=== Document extract ===

________

The fight against fake medicines appears to be essential for improving and protecting public health in African countries and so as to preserve progresses made in the fight against major pandemics. This task is made difficult by the international dimension of this illegal trading. Trafficking in counterfeit medicines is a world-wide business. The World Customs Organization (WCO) compiled a register of 106 producer countries and 146 destination countries. The production of fake ingredients, the creation of the “medicines” and their packaging, their exporting and transportation take place in a number of countries and involve a production and distribution chain of a kind that is as hidden as it is difficult to investigate.

Our analysis concentrates on four countries which are “consumers” of counterfeit medicines in West Africa: Nigeria, Benin, Togo and Ghana. Their coastal situation means that they are in a “privileged” position to serve as entry and distribution points. The differences between what goes on in the four countries used for our study make a comparative approach particularly interesting, especially with regard to health care systems, medicine supply networks and the degree of resolve behind national efforts to combat counterfeiting.

________

=== Raw data ===
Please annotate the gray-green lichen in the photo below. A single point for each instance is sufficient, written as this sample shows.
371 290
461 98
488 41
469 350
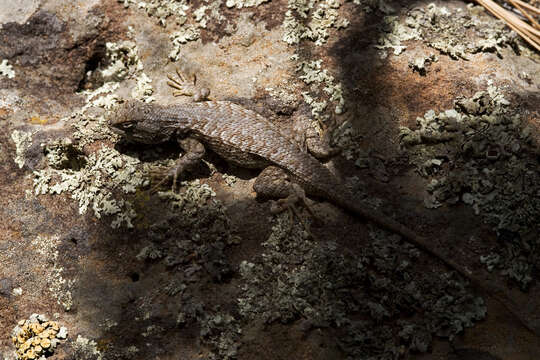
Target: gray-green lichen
244 3
368 300
455 32
480 153
321 84
92 179
320 17
6 69
186 20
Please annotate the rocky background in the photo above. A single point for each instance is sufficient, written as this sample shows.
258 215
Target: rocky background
433 106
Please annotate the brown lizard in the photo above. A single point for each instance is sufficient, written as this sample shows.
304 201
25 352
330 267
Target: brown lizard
247 139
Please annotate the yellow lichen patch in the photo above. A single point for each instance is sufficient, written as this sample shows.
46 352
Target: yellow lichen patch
36 337
45 343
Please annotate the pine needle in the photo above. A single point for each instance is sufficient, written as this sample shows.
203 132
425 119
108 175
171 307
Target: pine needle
529 32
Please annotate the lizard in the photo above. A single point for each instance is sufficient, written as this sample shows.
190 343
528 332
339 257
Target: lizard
248 139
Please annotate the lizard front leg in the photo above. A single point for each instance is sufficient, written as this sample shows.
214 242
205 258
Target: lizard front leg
184 88
194 151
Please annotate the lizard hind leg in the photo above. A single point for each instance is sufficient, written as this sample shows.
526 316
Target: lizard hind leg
185 88
194 151
273 182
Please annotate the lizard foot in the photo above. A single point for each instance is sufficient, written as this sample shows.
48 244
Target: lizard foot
184 88
273 182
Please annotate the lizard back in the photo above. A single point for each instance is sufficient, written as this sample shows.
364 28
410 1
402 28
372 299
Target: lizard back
250 140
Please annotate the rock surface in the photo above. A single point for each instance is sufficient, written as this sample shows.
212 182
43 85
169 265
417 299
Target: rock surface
435 108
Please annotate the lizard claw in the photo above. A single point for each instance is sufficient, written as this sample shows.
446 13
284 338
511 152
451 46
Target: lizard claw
183 88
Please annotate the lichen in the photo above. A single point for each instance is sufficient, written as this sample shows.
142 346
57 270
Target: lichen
6 69
492 160
92 179
37 337
367 300
312 74
455 32
22 140
322 16
239 4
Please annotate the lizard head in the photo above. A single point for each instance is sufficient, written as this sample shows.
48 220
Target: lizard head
137 122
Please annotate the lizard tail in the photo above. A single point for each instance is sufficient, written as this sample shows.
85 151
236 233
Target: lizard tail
382 220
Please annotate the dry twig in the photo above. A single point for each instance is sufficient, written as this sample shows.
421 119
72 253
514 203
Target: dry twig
529 32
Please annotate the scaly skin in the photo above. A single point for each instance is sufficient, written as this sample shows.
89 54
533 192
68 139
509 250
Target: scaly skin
247 139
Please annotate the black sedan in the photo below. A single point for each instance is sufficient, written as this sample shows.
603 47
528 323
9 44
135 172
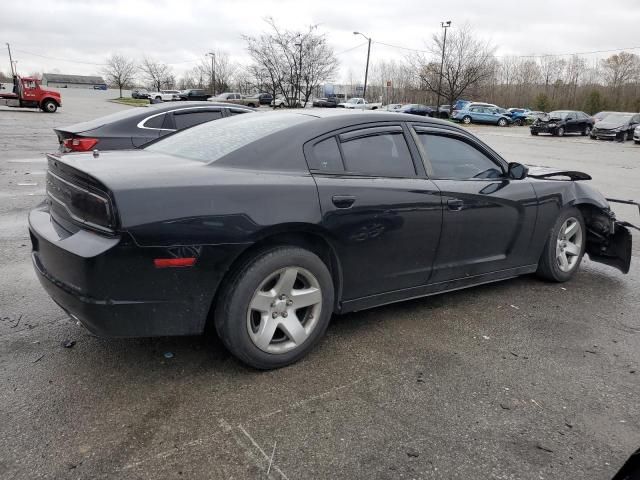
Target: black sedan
326 102
264 226
417 109
135 127
616 126
561 122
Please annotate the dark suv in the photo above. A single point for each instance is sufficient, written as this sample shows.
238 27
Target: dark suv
194 94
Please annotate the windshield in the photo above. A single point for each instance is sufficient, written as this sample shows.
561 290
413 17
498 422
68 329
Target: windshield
561 114
211 141
617 118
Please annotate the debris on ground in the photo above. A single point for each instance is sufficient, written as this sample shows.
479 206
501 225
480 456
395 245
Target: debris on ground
412 453
539 446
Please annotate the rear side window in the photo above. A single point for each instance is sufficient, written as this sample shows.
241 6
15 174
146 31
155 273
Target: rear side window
211 141
379 155
326 156
451 158
189 119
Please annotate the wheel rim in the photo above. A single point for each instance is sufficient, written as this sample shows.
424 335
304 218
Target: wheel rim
569 244
284 310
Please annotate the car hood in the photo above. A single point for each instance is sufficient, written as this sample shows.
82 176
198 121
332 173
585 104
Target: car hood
556 173
608 124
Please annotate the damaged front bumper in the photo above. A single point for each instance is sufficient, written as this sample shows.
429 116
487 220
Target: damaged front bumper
609 240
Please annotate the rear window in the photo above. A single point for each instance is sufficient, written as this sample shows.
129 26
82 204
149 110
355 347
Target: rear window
211 141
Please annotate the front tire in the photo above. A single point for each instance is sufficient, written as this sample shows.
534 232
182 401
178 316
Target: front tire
565 247
276 308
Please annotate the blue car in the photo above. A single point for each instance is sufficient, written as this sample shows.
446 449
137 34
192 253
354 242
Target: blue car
479 114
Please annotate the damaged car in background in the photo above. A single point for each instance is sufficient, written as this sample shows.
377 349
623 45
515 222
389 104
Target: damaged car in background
561 122
264 226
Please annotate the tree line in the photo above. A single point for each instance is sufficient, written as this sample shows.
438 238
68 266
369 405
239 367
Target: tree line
295 63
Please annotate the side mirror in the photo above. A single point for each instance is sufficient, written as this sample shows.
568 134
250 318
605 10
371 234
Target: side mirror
517 171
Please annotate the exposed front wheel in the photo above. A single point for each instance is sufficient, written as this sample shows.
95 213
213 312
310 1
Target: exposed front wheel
49 106
565 247
276 308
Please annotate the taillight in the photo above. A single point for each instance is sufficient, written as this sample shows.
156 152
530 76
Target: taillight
80 144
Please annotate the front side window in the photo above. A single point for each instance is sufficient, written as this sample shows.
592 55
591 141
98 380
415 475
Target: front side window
380 155
452 158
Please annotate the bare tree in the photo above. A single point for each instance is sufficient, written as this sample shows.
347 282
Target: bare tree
119 71
291 63
468 61
621 68
157 74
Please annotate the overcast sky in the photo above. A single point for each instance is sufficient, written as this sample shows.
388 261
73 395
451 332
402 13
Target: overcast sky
67 32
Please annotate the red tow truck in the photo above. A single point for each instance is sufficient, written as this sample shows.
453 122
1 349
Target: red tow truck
27 93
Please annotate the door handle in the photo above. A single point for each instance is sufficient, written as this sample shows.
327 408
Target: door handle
455 204
343 201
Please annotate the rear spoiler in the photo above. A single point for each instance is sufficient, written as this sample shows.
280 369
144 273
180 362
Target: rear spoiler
626 202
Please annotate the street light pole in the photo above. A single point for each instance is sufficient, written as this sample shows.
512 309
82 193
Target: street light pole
213 72
299 93
444 25
366 71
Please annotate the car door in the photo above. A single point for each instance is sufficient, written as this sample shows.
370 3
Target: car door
488 219
383 214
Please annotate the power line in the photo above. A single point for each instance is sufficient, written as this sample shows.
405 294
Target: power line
521 56
352 48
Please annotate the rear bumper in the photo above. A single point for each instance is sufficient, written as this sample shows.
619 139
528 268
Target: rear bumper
111 285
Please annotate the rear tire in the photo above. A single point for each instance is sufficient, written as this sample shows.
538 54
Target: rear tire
49 106
565 247
256 315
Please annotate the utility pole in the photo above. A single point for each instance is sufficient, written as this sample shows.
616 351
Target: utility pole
444 25
13 70
213 72
299 73
366 70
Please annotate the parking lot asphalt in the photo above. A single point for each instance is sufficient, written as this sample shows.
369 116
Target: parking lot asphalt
515 380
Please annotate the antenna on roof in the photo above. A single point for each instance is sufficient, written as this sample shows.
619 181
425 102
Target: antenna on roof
13 72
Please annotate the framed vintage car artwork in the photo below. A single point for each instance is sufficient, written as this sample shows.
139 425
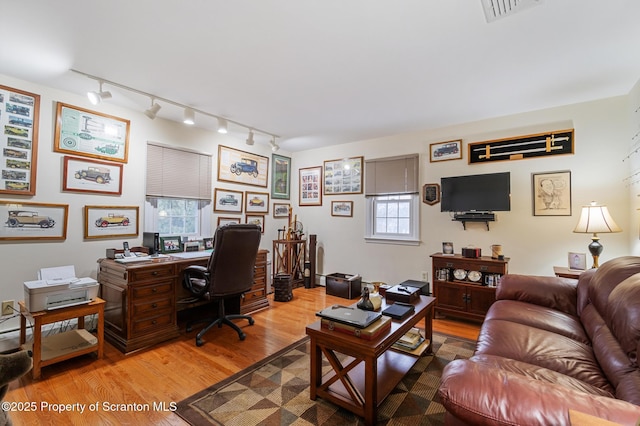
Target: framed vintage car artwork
33 221
19 121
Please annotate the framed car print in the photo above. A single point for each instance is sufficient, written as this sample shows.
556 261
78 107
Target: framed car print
19 121
256 202
111 221
227 200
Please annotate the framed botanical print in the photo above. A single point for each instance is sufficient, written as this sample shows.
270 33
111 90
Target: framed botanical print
88 133
343 176
280 177
19 121
551 193
310 191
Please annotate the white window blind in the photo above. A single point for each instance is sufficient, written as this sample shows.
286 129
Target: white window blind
392 175
177 172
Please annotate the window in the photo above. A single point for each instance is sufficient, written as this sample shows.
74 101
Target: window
393 201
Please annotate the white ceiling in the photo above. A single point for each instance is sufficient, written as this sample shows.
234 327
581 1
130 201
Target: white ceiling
323 72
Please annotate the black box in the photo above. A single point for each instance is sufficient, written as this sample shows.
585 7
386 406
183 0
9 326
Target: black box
344 285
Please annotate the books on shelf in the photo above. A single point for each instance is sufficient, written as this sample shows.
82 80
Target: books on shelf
368 333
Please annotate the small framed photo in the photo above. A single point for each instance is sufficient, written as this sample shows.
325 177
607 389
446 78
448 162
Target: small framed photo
281 210
226 200
256 219
84 175
578 261
551 193
310 192
447 248
256 202
443 151
110 221
228 220
342 208
171 244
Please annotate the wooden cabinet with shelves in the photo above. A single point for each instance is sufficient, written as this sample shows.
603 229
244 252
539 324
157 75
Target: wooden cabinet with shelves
460 284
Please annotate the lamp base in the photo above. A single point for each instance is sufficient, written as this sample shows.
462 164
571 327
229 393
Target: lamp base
595 248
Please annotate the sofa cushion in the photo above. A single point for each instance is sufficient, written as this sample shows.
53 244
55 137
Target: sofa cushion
542 348
540 317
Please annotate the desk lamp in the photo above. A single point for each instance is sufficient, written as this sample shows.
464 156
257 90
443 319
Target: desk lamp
595 219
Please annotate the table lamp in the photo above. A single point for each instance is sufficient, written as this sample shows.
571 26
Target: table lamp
596 219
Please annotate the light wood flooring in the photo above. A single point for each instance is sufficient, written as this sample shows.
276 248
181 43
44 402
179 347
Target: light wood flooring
124 388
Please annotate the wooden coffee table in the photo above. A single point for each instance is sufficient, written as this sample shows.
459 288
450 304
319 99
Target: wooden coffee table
370 371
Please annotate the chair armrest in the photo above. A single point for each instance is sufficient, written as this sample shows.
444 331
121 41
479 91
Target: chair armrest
552 292
478 394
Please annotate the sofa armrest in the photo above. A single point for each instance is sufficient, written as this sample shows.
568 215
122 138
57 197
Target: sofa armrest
552 292
480 395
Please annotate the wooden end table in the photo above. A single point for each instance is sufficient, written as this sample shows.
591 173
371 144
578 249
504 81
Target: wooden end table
48 317
371 371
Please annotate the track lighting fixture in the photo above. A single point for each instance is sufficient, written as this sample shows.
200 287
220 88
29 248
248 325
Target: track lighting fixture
96 97
153 109
222 125
189 112
189 116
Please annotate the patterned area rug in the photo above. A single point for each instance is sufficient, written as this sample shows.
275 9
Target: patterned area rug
275 392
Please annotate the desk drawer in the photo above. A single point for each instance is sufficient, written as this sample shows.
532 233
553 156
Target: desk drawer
157 272
139 293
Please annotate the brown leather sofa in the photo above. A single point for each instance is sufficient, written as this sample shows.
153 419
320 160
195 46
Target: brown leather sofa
549 345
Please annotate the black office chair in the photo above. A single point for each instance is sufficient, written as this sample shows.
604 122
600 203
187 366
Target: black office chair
229 273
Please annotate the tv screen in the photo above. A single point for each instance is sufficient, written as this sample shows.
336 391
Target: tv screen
488 192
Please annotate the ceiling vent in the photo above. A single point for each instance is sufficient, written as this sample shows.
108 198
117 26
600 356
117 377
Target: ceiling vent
496 9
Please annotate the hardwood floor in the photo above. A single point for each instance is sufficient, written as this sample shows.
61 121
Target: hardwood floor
124 388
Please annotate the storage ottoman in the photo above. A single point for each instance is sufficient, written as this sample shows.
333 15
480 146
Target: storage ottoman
344 285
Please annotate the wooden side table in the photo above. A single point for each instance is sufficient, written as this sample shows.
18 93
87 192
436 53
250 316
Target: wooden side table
68 344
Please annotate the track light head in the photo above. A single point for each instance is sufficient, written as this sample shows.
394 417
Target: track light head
250 140
189 116
222 125
96 97
153 110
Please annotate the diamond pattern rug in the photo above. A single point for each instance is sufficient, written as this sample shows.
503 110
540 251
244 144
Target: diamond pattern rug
275 392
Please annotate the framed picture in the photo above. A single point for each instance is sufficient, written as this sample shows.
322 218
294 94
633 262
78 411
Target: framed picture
551 193
256 219
310 191
342 208
256 202
443 151
19 121
242 167
91 134
431 193
281 210
228 220
577 261
171 244
280 177
226 200
84 175
110 221
33 221
343 176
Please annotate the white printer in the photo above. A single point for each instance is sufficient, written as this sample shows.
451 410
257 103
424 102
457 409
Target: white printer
58 288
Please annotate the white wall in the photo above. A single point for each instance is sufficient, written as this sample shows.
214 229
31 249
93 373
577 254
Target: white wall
534 243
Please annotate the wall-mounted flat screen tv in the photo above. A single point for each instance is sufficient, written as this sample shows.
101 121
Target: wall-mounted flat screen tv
482 193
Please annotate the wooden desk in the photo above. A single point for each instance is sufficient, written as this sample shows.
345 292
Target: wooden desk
562 271
372 371
41 318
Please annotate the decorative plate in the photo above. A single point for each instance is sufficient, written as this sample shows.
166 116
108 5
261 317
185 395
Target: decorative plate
474 276
460 274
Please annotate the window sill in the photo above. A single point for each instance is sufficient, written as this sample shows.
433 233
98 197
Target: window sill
378 240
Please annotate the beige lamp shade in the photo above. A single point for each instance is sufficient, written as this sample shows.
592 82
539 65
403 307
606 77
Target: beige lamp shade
596 219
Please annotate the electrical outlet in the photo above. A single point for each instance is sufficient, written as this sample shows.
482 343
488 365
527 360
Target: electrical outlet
7 307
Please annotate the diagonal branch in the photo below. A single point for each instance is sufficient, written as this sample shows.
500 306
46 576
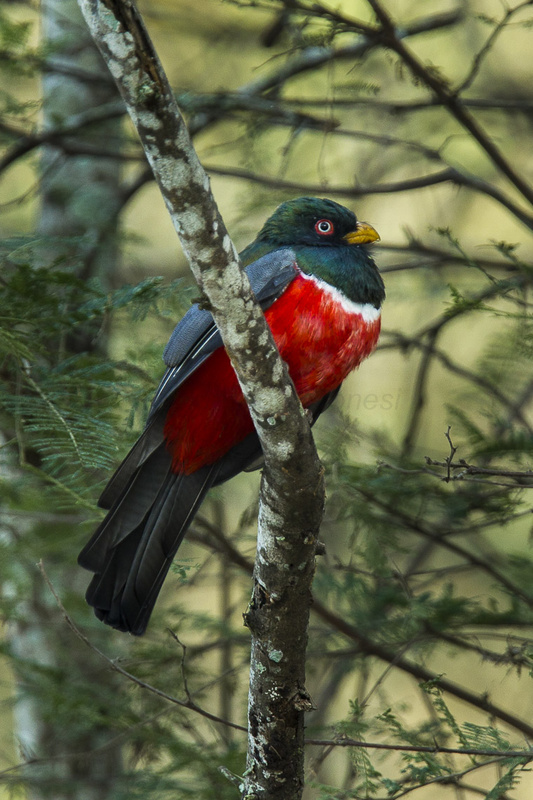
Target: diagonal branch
292 489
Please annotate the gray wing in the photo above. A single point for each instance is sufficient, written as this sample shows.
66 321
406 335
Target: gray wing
196 336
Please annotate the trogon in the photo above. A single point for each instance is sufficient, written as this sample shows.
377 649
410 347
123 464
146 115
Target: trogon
321 292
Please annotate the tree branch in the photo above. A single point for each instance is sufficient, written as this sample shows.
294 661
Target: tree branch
292 490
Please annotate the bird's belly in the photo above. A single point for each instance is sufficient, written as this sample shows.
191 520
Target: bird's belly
321 336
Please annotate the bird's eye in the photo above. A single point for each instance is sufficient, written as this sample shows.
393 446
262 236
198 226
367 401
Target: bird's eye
324 227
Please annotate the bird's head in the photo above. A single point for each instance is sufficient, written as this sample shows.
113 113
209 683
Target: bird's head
315 222
328 242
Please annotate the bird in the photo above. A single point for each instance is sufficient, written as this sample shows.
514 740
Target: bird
321 292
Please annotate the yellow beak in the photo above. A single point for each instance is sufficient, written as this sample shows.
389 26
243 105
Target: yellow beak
363 234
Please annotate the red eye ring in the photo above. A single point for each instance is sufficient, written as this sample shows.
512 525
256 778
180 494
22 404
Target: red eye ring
324 227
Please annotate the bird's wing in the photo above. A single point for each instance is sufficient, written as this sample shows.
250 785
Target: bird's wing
194 338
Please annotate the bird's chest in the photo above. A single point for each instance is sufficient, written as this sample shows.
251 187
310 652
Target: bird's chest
321 335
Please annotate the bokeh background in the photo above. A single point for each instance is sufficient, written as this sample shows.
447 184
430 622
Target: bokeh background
427 135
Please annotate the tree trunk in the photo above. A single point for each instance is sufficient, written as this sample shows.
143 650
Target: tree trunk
292 490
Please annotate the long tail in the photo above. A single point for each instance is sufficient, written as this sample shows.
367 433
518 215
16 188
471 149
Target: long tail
131 552
150 509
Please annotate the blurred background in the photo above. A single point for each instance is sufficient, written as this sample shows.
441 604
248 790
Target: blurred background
418 117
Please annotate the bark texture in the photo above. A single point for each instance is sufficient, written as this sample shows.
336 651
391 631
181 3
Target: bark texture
292 492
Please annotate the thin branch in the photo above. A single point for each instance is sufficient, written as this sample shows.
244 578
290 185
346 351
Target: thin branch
115 666
527 755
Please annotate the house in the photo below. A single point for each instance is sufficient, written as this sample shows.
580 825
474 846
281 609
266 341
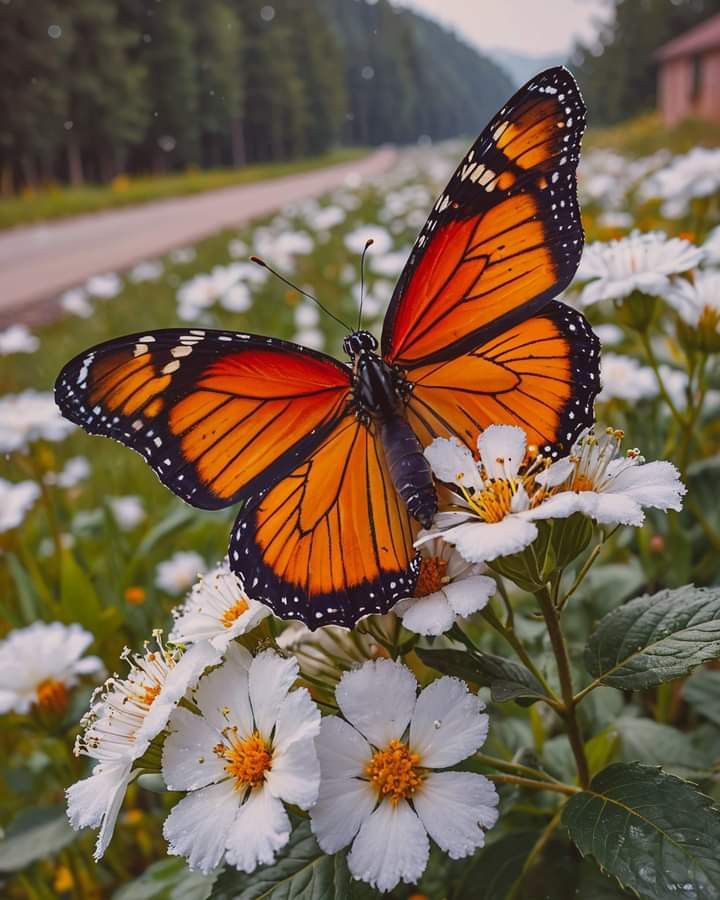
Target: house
689 74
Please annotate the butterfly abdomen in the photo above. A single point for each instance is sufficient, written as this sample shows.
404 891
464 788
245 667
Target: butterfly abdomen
409 469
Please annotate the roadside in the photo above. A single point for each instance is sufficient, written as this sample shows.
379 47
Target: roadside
63 202
38 262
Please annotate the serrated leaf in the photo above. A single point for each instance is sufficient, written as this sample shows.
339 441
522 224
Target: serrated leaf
656 834
506 679
301 872
495 869
645 741
655 638
168 879
33 834
702 692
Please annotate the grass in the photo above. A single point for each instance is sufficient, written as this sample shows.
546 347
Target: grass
646 134
60 202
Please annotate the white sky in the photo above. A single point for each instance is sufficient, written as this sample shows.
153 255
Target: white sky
536 27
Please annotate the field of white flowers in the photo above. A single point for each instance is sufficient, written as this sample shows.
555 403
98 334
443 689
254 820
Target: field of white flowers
95 555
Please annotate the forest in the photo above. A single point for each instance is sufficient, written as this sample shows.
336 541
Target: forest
90 89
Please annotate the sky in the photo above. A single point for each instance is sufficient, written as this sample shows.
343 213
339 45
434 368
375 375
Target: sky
536 27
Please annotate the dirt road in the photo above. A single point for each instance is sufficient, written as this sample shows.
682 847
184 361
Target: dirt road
38 262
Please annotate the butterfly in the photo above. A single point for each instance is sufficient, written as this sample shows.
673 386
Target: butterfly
325 456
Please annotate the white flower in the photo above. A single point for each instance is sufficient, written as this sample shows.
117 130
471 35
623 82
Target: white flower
697 302
17 339
382 239
497 501
128 511
217 609
379 788
40 663
149 270
624 378
15 501
310 337
28 416
128 714
447 587
72 473
610 488
75 301
104 286
248 751
638 262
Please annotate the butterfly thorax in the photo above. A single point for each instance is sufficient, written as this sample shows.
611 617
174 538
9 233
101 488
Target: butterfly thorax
380 394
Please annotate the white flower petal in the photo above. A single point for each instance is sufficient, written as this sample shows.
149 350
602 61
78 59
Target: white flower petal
96 801
271 677
502 450
455 807
181 678
188 760
260 830
470 595
342 807
295 774
483 541
343 752
392 845
378 699
298 719
448 723
198 826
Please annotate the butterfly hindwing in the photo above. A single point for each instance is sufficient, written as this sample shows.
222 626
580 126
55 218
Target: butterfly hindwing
218 415
505 235
333 541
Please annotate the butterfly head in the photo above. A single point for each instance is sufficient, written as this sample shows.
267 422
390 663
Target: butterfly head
359 342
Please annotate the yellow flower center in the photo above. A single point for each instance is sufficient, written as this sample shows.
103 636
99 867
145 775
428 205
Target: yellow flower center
246 761
394 773
494 502
234 613
432 576
52 696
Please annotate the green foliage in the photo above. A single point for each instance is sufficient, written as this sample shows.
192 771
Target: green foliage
653 832
656 638
300 872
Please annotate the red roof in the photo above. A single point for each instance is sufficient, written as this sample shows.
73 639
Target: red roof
705 36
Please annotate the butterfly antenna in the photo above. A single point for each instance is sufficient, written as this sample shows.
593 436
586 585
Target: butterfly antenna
368 243
264 265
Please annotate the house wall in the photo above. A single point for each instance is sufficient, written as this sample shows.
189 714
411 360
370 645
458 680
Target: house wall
675 83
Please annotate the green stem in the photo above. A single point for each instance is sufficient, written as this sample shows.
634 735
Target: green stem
537 849
557 640
553 786
505 766
522 653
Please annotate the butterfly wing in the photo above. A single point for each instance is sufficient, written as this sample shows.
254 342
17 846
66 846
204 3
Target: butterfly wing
504 237
218 415
333 541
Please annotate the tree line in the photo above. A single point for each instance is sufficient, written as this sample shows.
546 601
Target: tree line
93 88
618 71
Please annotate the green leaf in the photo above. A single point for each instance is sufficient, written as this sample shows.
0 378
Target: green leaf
656 638
301 872
495 869
168 879
656 834
570 537
34 834
506 679
702 692
651 742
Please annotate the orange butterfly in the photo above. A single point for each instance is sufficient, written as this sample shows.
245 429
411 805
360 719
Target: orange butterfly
327 456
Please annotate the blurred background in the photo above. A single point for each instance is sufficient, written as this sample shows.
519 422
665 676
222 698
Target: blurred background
147 148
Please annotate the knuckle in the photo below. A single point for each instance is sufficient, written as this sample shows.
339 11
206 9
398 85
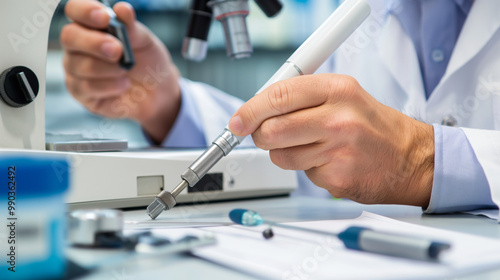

________

=== Exercises to complete ===
**1)** Return the words of the counterfeit medicines passage verbatim, starting at "The fight against fake" and ending at "difficult to investigate.".
**2)** Carry the counterfeit medicines passage forward from its last sentence.
The material has no connection to the counterfeit medicines passage.

=== Answers below ===
**1)**
The fight against fake medicines appears to be essential for improving and protecting public health in African countries and so as to preserve progresses made in the fight against major pandemics. This task is made difficult by the international dimension of this illegal trading. Trafficking in counterfeit medicines is a world-wide business. The World Customs Organization (WCO) compiled a register of 106 producer countries and 146 destination countries. The production of fake ingredients, the creation of the “medicines” and their packaging, their exporting and transportation take place in a number of countries and involve a production and distribution chain of a kind that is as hidden as it is difficult to investigate.

**2)**
When studying these four West-African countries, the author has tried to trace back step by step through the stages of these industries and to understand how the production and distribution networks are organized. What techniques are used to avoid government controls and seizures at borders at one end, right down to local markets at the other? How do they manage in numerous cases to infiltrate official distribution networks so as to get their products on to the market – both official markets and unofficial ones?

In its first three sections, this paper covers conditions pertaining to the production, export and transit routes for counterfeit medicines, how they enter Africa and how they are distributed via official and unofficial markets. The final section considers the question as to the type of criminality involved: is it correct to speak of mafia networks when it comes to the trafficking in counterfeit medicines in Africa? In conclusion, the paper provides a short account of efforts undertaken to fight against this scourge on both the national and the regional scale.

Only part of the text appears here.